--- Start of Record list ---

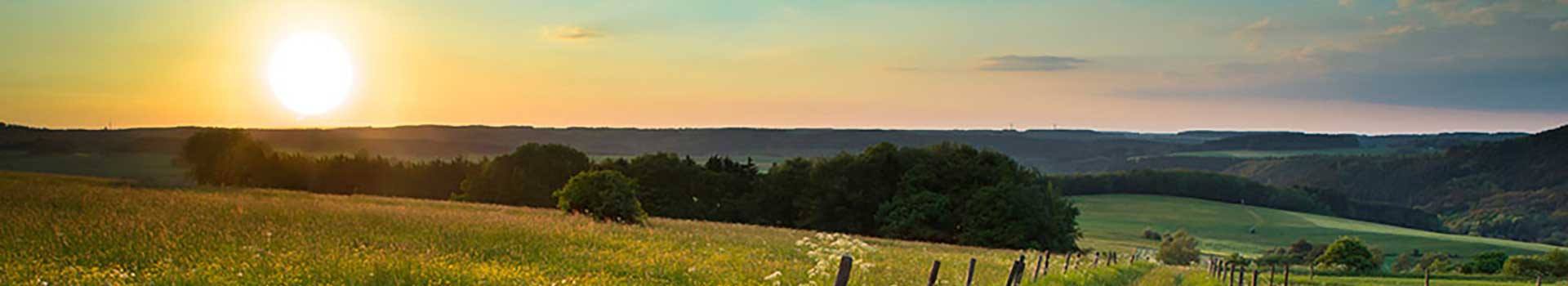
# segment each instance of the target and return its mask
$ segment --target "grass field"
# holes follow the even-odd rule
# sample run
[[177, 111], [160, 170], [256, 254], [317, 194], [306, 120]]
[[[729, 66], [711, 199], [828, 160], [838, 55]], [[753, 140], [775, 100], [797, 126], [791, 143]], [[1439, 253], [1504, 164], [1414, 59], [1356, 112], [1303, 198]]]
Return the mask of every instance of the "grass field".
[[[1192, 207], [1182, 215], [1232, 218], [1234, 209], [1248, 209], [1162, 196], [1077, 200], [1088, 234], [1080, 245], [1098, 250], [1152, 245], [1124, 234], [1152, 222], [1113, 212], [1113, 206], [1176, 204]], [[1283, 218], [1298, 214], [1254, 212], [1279, 222], [1270, 228], [1312, 222]], [[111, 179], [5, 171], [0, 214], [0, 284], [828, 284], [836, 258], [811, 251], [836, 247], [811, 244], [855, 248], [859, 267], [853, 284], [924, 284], [931, 261], [942, 261], [942, 284], [961, 284], [969, 258], [978, 259], [975, 284], [1000, 284], [1010, 261], [1021, 255], [729, 223], [652, 218], [648, 226], [626, 226], [554, 209], [260, 189], [143, 189]], [[1231, 223], [1204, 223], [1212, 229], [1189, 228], [1210, 240], [1204, 247], [1245, 245], [1210, 239], [1226, 237], [1214, 229]], [[1323, 225], [1336, 223], [1348, 226], [1323, 233], [1389, 231], [1355, 222]], [[1455, 248], [1499, 245], [1424, 237], [1408, 240]], [[1060, 256], [1052, 259], [1051, 275], [1030, 284], [1215, 284], [1201, 270], [1184, 267], [1123, 264], [1062, 275], [1062, 262]], [[1319, 278], [1328, 284], [1408, 281]]]
[[[1254, 255], [1289, 245], [1297, 239], [1327, 244], [1339, 236], [1358, 236], [1374, 247], [1381, 247], [1385, 253], [1403, 253], [1411, 248], [1454, 255], [1474, 255], [1488, 250], [1512, 255], [1552, 250], [1551, 245], [1543, 244], [1439, 234], [1192, 198], [1090, 195], [1073, 200], [1083, 212], [1079, 217], [1079, 226], [1083, 229], [1085, 240], [1098, 242], [1098, 245], [1156, 247], [1156, 240], [1143, 239], [1143, 228], [1152, 228], [1160, 233], [1187, 229], [1200, 237], [1200, 248], [1212, 253]], [[1256, 228], [1258, 233], [1248, 233], [1251, 228]]]
[[0, 151], [0, 170], [124, 178], [144, 185], [191, 185], [174, 156], [160, 152], [27, 154]]
[[[798, 242], [811, 231], [626, 226], [492, 204], [0, 173], [0, 284], [800, 284], [833, 273], [809, 275], [818, 259]], [[961, 283], [969, 258], [975, 284], [1000, 284], [1019, 255], [859, 239], [875, 250], [859, 251], [856, 284], [924, 284], [933, 259], [941, 280]]]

--- End of Record list ---

## Exercise goal
Update the entries from the start through the line containing "Return the mask", replacing "mask" with "outline" and keeping everything else unchanged. Omit the pictures from your answer.

## Finished exercise
# segment each instance of the target and return its outline
$ segment --target "grass field"
# holes follow the even-odd rule
# sample run
[[177, 111], [160, 170], [256, 254], [317, 194], [306, 120]]
[[[729, 66], [711, 199], [828, 160], [838, 55]], [[753, 140], [775, 100], [797, 126], [791, 143]], [[1439, 253], [1504, 164], [1414, 59], [1356, 112], [1303, 198]]]
Return the outline of every instance of the "grass field".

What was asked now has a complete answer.